**TASK GOAL**
Please reproduce the material below, matching it line for line without any changes.

**RECORDED INFORMATION**
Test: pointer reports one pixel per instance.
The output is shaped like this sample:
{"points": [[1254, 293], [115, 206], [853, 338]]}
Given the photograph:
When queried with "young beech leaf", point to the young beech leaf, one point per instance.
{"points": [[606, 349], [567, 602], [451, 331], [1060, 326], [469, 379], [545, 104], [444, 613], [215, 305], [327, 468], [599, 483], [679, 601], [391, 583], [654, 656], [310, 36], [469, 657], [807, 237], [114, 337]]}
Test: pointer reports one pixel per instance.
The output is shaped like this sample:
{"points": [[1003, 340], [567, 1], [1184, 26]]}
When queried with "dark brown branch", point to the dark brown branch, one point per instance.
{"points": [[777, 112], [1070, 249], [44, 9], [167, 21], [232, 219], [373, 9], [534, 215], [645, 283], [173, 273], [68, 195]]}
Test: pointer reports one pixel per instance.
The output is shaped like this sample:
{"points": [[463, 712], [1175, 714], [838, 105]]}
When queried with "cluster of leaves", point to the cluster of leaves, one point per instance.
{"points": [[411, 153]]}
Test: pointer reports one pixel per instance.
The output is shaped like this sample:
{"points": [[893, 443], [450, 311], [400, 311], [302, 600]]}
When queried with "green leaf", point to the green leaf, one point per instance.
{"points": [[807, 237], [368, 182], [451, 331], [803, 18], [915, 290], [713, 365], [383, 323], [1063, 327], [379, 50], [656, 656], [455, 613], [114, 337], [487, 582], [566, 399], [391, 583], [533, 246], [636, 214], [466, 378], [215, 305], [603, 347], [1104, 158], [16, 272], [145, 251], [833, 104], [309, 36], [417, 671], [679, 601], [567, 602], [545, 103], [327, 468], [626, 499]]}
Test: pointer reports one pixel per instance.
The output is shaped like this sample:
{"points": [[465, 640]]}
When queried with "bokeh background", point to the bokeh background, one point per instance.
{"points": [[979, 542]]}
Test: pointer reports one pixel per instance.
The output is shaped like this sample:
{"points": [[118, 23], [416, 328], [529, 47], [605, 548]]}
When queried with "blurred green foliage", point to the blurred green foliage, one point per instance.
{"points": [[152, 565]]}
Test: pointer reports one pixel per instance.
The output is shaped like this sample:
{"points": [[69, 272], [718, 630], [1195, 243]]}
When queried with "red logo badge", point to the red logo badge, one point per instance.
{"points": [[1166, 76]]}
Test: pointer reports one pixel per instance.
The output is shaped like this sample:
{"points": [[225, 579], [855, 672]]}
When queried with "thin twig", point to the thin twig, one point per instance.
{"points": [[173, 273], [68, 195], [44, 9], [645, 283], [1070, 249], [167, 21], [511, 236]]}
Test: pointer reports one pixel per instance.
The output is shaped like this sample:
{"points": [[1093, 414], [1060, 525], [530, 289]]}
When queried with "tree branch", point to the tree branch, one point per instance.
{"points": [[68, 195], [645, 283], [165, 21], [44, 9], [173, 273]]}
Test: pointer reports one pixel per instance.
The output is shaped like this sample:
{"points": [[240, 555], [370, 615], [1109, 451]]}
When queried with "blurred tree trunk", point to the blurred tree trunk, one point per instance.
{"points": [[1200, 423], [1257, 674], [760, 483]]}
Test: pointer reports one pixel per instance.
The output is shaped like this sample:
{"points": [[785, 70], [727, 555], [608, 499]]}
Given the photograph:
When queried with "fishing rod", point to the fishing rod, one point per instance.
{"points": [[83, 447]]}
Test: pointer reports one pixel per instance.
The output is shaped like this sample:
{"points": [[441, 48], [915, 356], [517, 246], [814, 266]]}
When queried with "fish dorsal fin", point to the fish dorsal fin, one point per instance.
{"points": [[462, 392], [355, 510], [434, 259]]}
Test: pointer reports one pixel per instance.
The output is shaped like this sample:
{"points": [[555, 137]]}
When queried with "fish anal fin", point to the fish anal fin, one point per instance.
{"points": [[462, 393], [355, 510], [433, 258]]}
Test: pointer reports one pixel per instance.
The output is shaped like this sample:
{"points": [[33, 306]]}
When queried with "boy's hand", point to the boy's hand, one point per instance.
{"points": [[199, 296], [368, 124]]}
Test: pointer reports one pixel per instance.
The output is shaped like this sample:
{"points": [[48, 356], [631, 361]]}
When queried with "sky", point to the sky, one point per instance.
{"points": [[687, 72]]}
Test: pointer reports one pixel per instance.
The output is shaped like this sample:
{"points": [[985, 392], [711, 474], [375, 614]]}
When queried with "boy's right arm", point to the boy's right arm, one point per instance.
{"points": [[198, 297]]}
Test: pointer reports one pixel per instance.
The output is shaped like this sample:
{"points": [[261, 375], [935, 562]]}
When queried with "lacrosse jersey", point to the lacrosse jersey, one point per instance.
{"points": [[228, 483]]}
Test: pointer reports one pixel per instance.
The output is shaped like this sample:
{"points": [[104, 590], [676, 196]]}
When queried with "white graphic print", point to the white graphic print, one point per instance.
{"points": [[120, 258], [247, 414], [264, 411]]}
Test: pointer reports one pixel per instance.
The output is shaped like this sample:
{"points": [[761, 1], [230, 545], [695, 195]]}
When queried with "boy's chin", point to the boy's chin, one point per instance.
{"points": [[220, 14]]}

**RESULT OF THE TASK**
Test: pointer reports one pixel per instance.
The output is shaped like this sample:
{"points": [[1254, 293], [115, 206], [853, 338]]}
Given the photograph:
When queried with "young beech leaf", point to the young beech leaf, one point per instance.
{"points": [[606, 349], [567, 602], [451, 331], [1060, 326], [469, 379], [545, 104], [444, 613], [215, 305], [327, 468], [599, 483], [679, 601], [391, 583], [654, 656], [310, 36], [469, 657], [807, 237], [114, 337]]}
Test: pointer reports one pixel per instance.
The output is shaped like this sample:
{"points": [[1003, 340], [567, 1], [1184, 26]]}
When queried with "dark brown branch", point to the dark brown branch, one point per instance.
{"points": [[777, 112], [1070, 249], [44, 9], [167, 21], [232, 219], [373, 9], [534, 215], [645, 283], [173, 273], [68, 195]]}
Test: pointer reports one pixel per instance.
The output is shaped like this sample:
{"points": [[463, 712], [1175, 714], [838, 105]]}
When queried with "cluster of leaves", point to the cluster of leaves, one point per instance.
{"points": [[411, 153]]}
Test: pointer reports one pixel per instance.
The output is shaped like this sample:
{"points": [[893, 443], [450, 311], [400, 311], [302, 600]]}
When queried with "green leaf", point to the green leaf, one point per instance.
{"points": [[807, 237], [368, 182], [451, 331], [803, 18], [915, 290], [713, 365], [383, 323], [1063, 327], [379, 50], [656, 656], [455, 613], [114, 337], [487, 582], [566, 399], [391, 583], [533, 246], [636, 214], [466, 378], [215, 305], [603, 347], [1104, 158], [16, 272], [145, 251], [833, 104], [309, 36], [417, 671], [679, 601], [567, 602], [545, 103], [327, 468], [626, 499]]}
Test: pointer reports one pixel per instance.
The output is shaped like this sample:
{"points": [[465, 640]]}
When queried with "bokeh background", point to the bokeh background, one point per instance.
{"points": [[979, 542]]}
Test: pointer reports one pixel per instance.
The output is shaped like this sample:
{"points": [[118, 23], [416, 328], [529, 47], [605, 548]]}
When queried with "blurred green foliage", point to the blurred green foliage, one point per instance.
{"points": [[152, 565]]}
Test: pointer reports one pixel per instance.
The output is shaped like this sample:
{"points": [[69, 272], [718, 630], [1195, 243]]}
When queried with "red logo badge", point to the red logo badge, one point per instance.
{"points": [[1166, 76]]}
Test: pointer reports one pixel per instance.
The output is shaped like this sample:
{"points": [[225, 579], [855, 672]]}
When queried with "thin twig", point to the thin twig, one point per instance.
{"points": [[173, 273], [68, 195], [44, 9], [645, 283], [1070, 249], [167, 21], [511, 236]]}
Test: pointer reports one pixel per instance.
The output is shaped like this sample:
{"points": [[1093, 414], [1060, 525], [530, 289]]}
When queried with "tree branch", point to the tree branch, one point per instance.
{"points": [[68, 195], [645, 283], [165, 21], [44, 9], [173, 273]]}
Test: pointer reports one pixel per instance.
The output is shaped like this sample:
{"points": [[240, 555], [370, 615], [1109, 451]]}
When queried with "blurred tree trunk", point to the blurred tree trunk, one point per instance.
{"points": [[1200, 423], [1257, 674], [760, 483]]}
Test: pointer reports one pixel per instance.
The output is shaped like this sample:
{"points": [[785, 70], [727, 555], [608, 499]]}
Given the photograph:
When queried with "fishing rod", point to the fishing rod, one point per instance.
{"points": [[83, 447]]}
Test: pointer reports one pixel per instance.
The output is shaped like this sample:
{"points": [[441, 48], [915, 356], [517, 246], [814, 266]]}
When queried with "fish dorsal fin", point to the fish dorsal fin, one point per instance.
{"points": [[462, 392], [355, 510], [434, 259]]}
Test: pointer reports one pixel per instance.
The output is shaped like this sample:
{"points": [[555, 137]]}
When queried with "fish anal fin", point to the fish anal fin, one point per instance.
{"points": [[462, 393], [355, 510], [433, 258]]}
Test: pointer reports one pixel per instance.
The output is shaped like this sample:
{"points": [[33, 306]]}
When queried with "boy's hand", point to the boy's hand, one point per instance.
{"points": [[199, 296], [368, 124]]}
Test: pointer reports one pixel per instance.
The output is shaped like this sample:
{"points": [[48, 356], [631, 361]]}
When queried with "sky", point to the sky, one point per instance.
{"points": [[687, 72]]}
Test: pointer reports one pixel per instance.
The output is shaped like this sample:
{"points": [[985, 392], [711, 474], [375, 614]]}
When queried with "boy's right arm", point to the boy's right arm, one point per instance.
{"points": [[198, 297]]}
Test: pointer reports one pixel per instance.
The output is shaped like this sample:
{"points": [[261, 375], [935, 562]]}
When queried with "lacrosse jersey", point to the lacrosse jersey, one point per instance.
{"points": [[228, 483]]}
Test: pointer reports one pixel per instance.
The output is shaped like this sample:
{"points": [[104, 590], [676, 196]]}
When queried with "white graphic print", point to the white graphic print, one point per instance.
{"points": [[120, 258], [247, 414], [264, 411]]}
Test: pointer reports one pixel per instance.
The output is shaped like this sample:
{"points": [[761, 1], [230, 545], [695, 195]]}
When queried with "boy's chin", point to the boy's chin, one point per instance.
{"points": [[220, 14]]}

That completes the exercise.